Tag: tea party nation
5 Reasons It’s Time For The GOP To Dump Sarah Palin And The Tea Party

5 Reasons It’s Time For The GOP To Dump Sarah Palin And The Tea Party

Ted Cruz Sarah Palin

Conservative columnist Matt Lewis seems relieved.

“We may have finally reached a tipping point: Conservatives, it seems, are finally safe to criticize Sarah Palin (without fear of being written out of the movement, that is),” he wrote on Tuesday.

A flurry of criticism from the right has swarmed around the one-time Republican nominee for vice president since she used her platform at the National Rifle Association’s national convention to defend waterboarding and “comically” compare torture to the Christian rite of baptism.

Most Republicans understand that the former governor of Alaska will never run for elected political office again. Her meddling in primaries has cost the party Senate seats and her star seems to be on the wane even among the devoted who made her book about the fictional War on Christmas a bestseller.

Mrs. Palin became the face of the Tea Party in 2009 and personifies the kind of intolerant nonsense and willful graft that the movement is prone to at its worst. Now that it’s safe for Republicans to point out that Palin hurts more than she helps, the party should use this moment to cast aside the grifters who turned their party’s once-savvy rebranding scheme into a clown show that typifies what many Americans hate about the far right.

Here are five reasons it’s time for Palin and the Tea Party to go.

Photo: Ted Cruz via Flickr

The Scam Is On Republican Donors

Tea Party I'll Remember In November

The Tea Party that was pushed by Fox News in 2009 led to the creation of thousands of organizations that took ownership of the brand. Tea Party Nation and Tea Party Patriots were two of the largest.

Last weekend, the suspicion of many appeared to be confirmed: “A Washington Post analysis found that some of the top national Tea Party groups engaged in this year’s midterm elections have put just a tiny fraction of their money directly into boosting the candidates they’ve endorsed,” the Post‘s Matea Gold wrote.

Red State’s Tea Partier-in-Chief Erick Erickson defended his fellow fundraisers, pointing out that “71 percent of the money it spent went to its non-electioneering operations. That looks terrible. But it is not.”

Erickson often pontificates about how much primaries matter. So if he’s happy with where the money is being spent, why are the results in the primaries looking so miserable for his movement?

Photo: Gage Skidmore via Flickr

Tea Party Candidates Are Getting Crushed

bevin

Businessman Matt Bevin has a simple case in his Republican primary: He’s polling better against his likely Democratic opponent than Senate Minority Leader Mitch McConnell (R-KY). Despite this, Bevin is getting crushed by double digits and was caught dissembling about an event he attended supporting cockfighting.

◆ TASKS FOR THIS EXERCISE ◆
[a] Which people does the article on the GOP and the Tea Party quote directly by name?
[b] Carry on the article on the GOP and the Tea Party from its final sentence.

◆ DATA LISTING ◆
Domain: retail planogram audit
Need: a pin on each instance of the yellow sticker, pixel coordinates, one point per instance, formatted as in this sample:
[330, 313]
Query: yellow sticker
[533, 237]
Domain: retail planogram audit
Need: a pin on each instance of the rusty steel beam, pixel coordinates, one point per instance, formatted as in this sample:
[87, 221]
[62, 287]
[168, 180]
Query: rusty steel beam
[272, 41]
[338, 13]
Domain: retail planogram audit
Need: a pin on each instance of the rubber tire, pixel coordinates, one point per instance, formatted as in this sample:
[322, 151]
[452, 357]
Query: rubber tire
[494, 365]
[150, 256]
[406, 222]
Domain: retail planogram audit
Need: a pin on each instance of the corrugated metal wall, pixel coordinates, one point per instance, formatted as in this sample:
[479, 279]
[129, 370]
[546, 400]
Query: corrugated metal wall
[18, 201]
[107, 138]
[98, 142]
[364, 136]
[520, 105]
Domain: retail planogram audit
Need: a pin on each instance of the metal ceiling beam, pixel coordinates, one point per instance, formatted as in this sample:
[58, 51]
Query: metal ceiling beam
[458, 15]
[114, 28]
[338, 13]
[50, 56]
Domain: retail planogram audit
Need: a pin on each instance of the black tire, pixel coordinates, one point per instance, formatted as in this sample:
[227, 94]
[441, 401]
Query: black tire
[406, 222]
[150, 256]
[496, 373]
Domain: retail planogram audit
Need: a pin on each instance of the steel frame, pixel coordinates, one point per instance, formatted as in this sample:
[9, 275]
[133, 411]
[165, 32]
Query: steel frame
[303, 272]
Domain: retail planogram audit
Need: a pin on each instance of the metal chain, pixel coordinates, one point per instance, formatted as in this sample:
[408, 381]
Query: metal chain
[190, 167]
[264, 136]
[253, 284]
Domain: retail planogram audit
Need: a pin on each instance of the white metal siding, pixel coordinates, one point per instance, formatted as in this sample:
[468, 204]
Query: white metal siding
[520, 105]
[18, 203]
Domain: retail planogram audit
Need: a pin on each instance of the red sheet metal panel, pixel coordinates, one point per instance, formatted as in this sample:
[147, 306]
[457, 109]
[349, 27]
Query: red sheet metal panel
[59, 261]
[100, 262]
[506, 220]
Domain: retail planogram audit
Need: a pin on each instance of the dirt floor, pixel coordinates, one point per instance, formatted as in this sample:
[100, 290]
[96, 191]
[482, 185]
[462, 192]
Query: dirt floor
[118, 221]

◆ EXERCISE RESULTS ◆
[a] Matt Lewis, Matea Gold, Erick Erickson

[b]
Ex-shock jock Chris McDaniel is being similarly clobbered in his attempt to primary Senator Thad Cochran (R-MS). And the Tea Party hasn’t been able to find a candidate who can beat its least favorite RINO, Senator Lindsey Graham (R-#Benghazi).

Tea Partiers will point to Senators Ted Cruz (R-TX) and Rand Paul (R-KY), who both beat establishment Republicans to win seats the GOP would have won anyway. But Cruz worked in the Bush administration and Paul inherited his dad’s movement.

The Tea Party’s chief accomplishment thus far is helping Democrats keep the Senate. This year they’ll be shut out in the primaries before they can do that again.

Photo: Matt Bevin for Senate

Its Outrage Machine Dooms The Party

immigration reduction tea party

If Republicans don’t pass any sort of immigration reform this year, the issue becomes absorbed in presidential politics.

Mitt Romney regretted the self-deportation stand he took to beat Rick Perry. How will the next GOP nominee feel about endorsing mass deportations as the Latino vote becomes even more essential?

Tea Partiers punch above their weight. They know the numbers to call and the buttons to push to scare Republican politicians, especially when it comes to immigration reform.

Speaker John Boehner (R-OH) knows some reform needs to get done and that Latino voters who supported President Obama by 70 percent aren’t going to accept the GOP’s plan to blame the White House for reform’s failure. He also knows that the polls say reform won’t hurt his party at the polls this year and it will likely help in 2016.

The question is whether can he ignore his party’s loudest voices to do it.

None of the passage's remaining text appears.